Your goal
What's wanted here is the full listing below, repeated exactly, with no images in it.
Extracted material Start Marker
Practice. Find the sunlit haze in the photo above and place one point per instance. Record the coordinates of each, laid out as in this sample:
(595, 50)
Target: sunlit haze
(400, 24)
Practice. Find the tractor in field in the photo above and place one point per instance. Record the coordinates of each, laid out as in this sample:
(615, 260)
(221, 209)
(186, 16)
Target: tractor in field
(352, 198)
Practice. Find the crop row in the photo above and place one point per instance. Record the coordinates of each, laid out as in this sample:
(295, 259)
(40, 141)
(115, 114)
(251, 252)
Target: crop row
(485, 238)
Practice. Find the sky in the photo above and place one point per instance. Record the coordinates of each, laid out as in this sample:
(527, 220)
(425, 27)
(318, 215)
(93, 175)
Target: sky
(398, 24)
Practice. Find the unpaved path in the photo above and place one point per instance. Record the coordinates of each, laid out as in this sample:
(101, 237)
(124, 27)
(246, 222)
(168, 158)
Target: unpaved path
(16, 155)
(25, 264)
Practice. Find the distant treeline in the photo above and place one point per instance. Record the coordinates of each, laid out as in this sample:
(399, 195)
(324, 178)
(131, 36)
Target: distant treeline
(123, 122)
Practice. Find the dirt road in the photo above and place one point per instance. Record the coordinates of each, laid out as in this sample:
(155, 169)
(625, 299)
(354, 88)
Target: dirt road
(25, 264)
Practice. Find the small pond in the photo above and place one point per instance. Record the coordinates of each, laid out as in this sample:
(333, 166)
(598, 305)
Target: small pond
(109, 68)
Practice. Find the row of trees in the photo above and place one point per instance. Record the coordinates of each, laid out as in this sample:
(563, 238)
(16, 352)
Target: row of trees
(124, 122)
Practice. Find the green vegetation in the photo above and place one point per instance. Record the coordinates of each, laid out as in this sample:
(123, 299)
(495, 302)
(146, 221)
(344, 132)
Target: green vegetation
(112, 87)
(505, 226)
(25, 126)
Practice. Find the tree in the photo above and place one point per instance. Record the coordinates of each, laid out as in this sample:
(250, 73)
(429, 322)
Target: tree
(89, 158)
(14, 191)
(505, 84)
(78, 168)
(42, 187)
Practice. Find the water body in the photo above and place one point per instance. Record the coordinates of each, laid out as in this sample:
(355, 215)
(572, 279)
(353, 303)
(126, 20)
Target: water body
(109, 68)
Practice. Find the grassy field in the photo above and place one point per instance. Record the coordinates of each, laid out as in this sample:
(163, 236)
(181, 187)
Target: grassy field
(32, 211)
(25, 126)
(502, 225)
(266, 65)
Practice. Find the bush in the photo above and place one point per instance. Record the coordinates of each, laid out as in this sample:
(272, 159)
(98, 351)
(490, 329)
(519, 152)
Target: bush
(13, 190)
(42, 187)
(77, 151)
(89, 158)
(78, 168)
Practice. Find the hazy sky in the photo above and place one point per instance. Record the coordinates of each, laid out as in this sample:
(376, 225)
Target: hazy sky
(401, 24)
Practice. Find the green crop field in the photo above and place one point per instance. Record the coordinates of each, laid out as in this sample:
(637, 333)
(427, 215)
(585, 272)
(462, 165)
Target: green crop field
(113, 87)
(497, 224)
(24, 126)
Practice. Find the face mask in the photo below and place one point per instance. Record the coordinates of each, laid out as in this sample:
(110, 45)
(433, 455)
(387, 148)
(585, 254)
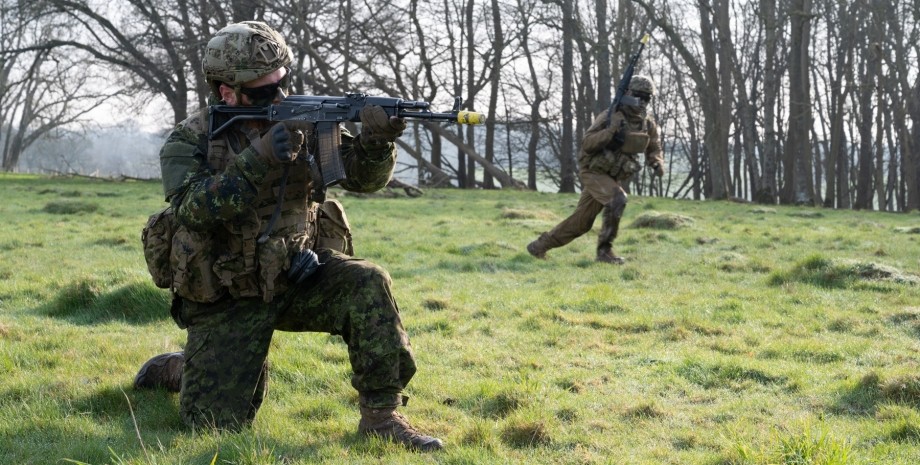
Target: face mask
(263, 96)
Extracted material End Marker
Exercise output
Practice. Find the sunlit haze in the photo above and place one point per instance. Record the coordinates of each, laid out as in this sample:
(595, 50)
Target: sunlit haze
(400, 24)
Practice. Find the tractor in field in the photo above and place one point per instance. Record the coordinates of each, laid out as in this sample:
(615, 260)
(221, 209)
(186, 16)
Target: tractor in field
(352, 198)
Practice. Find the crop row in the photo above and place one point per instance. Record the coordinates of each, laid out as in this sample:
(295, 259)
(40, 141)
(115, 114)
(251, 252)
Target: crop row
(485, 238)
Practice. Find the sky in the photo above and place one point per instance. Record the coordinates of each, laid out as in this sample:
(527, 220)
(425, 27)
(318, 215)
(93, 175)
Target: sky
(398, 24)
Practice. Find the unpaved path in the photo above and place one point per instance. Record the coordinates of each, laid out as in this sample:
(101, 237)
(124, 27)
(246, 222)
(168, 158)
Target: unpaved path
(16, 155)
(25, 264)
Practice. Find the distant treeline in the photo above and place one point per instance. Record the coordinates of each, laid out as in this sample:
(399, 195)
(324, 178)
(131, 36)
Target: distant treeline
(123, 122)
Practice. Find the dirt road in the photo above and place one point per instance. Record the coordinates of each, laid out as in this sample:
(155, 169)
(625, 299)
(354, 88)
Target: dirt road
(25, 264)
Practice. Find the small pond in the photo above and place one point per instance. Record the coordinates of each, laid out as in this sample:
(333, 166)
(598, 305)
Target: small pond
(109, 68)
Practice. Find the row of trees in the photo above and place one point per instance. Record the coordinates of each, laid out as in this sample:
(563, 238)
(16, 352)
Target: row of trees
(124, 122)
Practice. Find the green vegetation in the photo above and place one point per instance. Record the coordinates of each, laid out as in this sample:
(123, 299)
(495, 302)
(146, 221)
(344, 132)
Target: green vegetation
(112, 87)
(505, 226)
(25, 126)
Practice. Find the tree in the photo above and place one point per instance. Record the coordinates of each, laid out as in this sample:
(250, 73)
(429, 322)
Target: tree
(89, 158)
(14, 191)
(505, 84)
(78, 168)
(42, 187)
Practice. Find the water body in the photo above and place one point per instance. Record the coordinates of each, laid out as in this sample:
(355, 215)
(572, 279)
(353, 303)
(126, 20)
Target: water body
(109, 68)
Practice. Find the grassy field in the photo above and place one point per instance. Record the coordinates of each, laid out as in this sample:
(163, 236)
(181, 187)
Target: grassy field
(32, 211)
(25, 126)
(502, 225)
(266, 65)
Practice. Find the bush in the photo above and place one point per instance. Record the coordinates of each, laid out as in this sample:
(272, 159)
(98, 351)
(490, 329)
(519, 152)
Target: bush
(13, 190)
(42, 187)
(77, 151)
(89, 158)
(78, 168)
Practice. Find the hazy sky in the photo above and place one point per instance. Record the coordinates of each, laid out as in this sample:
(376, 225)
Target: hazy sky
(401, 24)
Practice. Find the green crop field in the photo above and place one point per instance. Record the coordinates of each, laid out as in this sample:
(637, 333)
(427, 215)
(585, 272)
(462, 165)
Target: green crop field
(113, 87)
(497, 224)
(24, 126)
Practice. Find the face mask in the photo below and place one point per instance. Record the coordinates of each, laid out as in this sample:
(110, 45)
(433, 455)
(387, 148)
(585, 254)
Target: face mask
(263, 96)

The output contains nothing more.